[START Text to read]

In November 1459 the English parliament attainted York of treason and all his offices, including the lieutenancy of Ireland, were stripped from him. But the Irish parliament summoned by York to Drogheda in February 1460 confirmed York’s tenure of the lieutenancy and made it a treasonable offence for anyone to challenge his authority. The parliament then proceeded to a definition of its own powers. It was claimed that Ireland was and always had been a distinct entity and that it was not bound by laws made in England unless they were accepted by parliament in Ireland. Further it was asserted as a consequence of the fact that Ireland was ‘corporate of itself’ (corporate de luy mesme) that no one could be summoned to answer charges outside Ireland unless such a summons was made in proper form, namely under the great seal of Ireland.
At one level these measures can be seen simply as legal devices to safeguard York’s position inside Ireland. The claim that Ireland was bound only by the laws accepted by its own parliament meant that the English legislation convicting York of treason could be considered inapplicable in Ireland. The concurrent enactment invalidating all writs summoning people to answer charges outside Ireland unless they were endorsed by the Dublin administration legalised York’s own refusal to obey such a writ ordering his arrest. The measures gave a legal veneer to clearly treasonable behaviour while stopping short of openly rejecting the crown’s authority over Ireland.

[END Text to read]
[START Dataset content]

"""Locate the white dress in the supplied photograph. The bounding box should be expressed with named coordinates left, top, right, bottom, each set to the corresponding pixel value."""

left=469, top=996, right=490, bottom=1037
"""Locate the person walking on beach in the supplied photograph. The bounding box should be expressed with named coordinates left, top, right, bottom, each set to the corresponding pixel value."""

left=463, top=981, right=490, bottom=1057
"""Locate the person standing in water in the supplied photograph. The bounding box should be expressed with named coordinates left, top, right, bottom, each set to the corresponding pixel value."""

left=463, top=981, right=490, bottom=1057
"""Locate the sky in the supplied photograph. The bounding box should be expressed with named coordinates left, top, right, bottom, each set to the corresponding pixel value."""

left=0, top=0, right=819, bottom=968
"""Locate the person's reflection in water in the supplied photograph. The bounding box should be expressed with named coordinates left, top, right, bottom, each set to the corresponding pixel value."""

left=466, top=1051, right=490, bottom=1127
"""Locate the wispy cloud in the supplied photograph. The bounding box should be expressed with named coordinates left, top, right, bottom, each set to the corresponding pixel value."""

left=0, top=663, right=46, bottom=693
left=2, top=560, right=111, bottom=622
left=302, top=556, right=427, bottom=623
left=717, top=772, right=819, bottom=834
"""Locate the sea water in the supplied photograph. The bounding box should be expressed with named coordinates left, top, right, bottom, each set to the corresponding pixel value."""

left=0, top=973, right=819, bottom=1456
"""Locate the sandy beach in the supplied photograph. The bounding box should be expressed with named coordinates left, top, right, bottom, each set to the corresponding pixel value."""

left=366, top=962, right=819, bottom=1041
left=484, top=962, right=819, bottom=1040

[END Dataset content]

» Task list
a - In the passage on York and the Irish parliament, how does the part from "In November 1459" to "seal of Ireland." read with "great seal" changed to "privy seal"?
b - Which places are named in the passage on York and the Irish parliament?
c - According to the passage on York and the Irish parliament, when did the parliament summoned by York meet at Drogheda?

» Answers to the exercise
a -
In November 1459 the English parliament attainted York of treason and all his offices, including the lieutenancy of Ireland, were stripped from him. But the Irish parliament summoned by York to Drogheda in February 1460 confirmed York’s tenure of the lieutenancy and made it a treasonable offence for anyone to challenge his authority. The parliament then proceeded to a definition of its own powers. It was claimed that Ireland was and always had been a distinct entity and that it was not bound by laws made in England unless they were accepted by parliament in Ireland. Further it was asserted as a consequence of the fact that Ireland was ‘corporate of itself’ (corporate de luy mesme) that no one could be summoned to answer charges outside Ireland unless such a summons was made in proper form, namely under the privy seal of Ireland.

b - Ireland, Drogheda, England, Dublin

c - February 1460